> [What the exercise asks]
Rewrite every line of the listing from the line with "Go ahead, prove it: the sandy" through the end, requests included, and shift each coordinate in the answers up by 89. Leave the coordinates in the requests and their format samples unchanged.

Extracted listing

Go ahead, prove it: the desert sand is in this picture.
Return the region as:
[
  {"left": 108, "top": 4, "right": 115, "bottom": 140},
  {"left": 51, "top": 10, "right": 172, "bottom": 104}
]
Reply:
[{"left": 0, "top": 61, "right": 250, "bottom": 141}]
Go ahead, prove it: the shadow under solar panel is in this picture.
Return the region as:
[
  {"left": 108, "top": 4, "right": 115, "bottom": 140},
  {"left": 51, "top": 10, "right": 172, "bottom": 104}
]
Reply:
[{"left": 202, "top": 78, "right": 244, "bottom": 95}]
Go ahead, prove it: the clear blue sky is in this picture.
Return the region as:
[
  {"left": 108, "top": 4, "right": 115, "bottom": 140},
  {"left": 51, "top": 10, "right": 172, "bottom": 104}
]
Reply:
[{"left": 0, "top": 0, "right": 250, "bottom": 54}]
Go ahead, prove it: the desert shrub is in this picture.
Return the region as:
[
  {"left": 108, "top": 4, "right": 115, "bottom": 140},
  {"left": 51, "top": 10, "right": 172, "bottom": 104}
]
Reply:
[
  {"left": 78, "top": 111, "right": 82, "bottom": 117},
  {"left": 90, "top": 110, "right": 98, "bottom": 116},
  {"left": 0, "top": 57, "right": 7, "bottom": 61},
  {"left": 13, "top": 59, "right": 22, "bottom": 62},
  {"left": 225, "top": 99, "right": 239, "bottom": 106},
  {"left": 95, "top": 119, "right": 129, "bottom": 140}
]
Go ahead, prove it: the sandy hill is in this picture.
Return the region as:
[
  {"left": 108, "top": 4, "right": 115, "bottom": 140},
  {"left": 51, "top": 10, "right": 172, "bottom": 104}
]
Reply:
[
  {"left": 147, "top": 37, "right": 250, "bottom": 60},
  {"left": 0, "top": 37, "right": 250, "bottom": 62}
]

> [The result]
Go ahead, prove it: the sandy hill is in this picture.
Return the region as:
[
  {"left": 108, "top": 4, "right": 115, "bottom": 140},
  {"left": 51, "top": 10, "right": 172, "bottom": 104}
]
Reply:
[
  {"left": 236, "top": 126, "right": 339, "bottom": 149},
  {"left": 89, "top": 126, "right": 339, "bottom": 151}
]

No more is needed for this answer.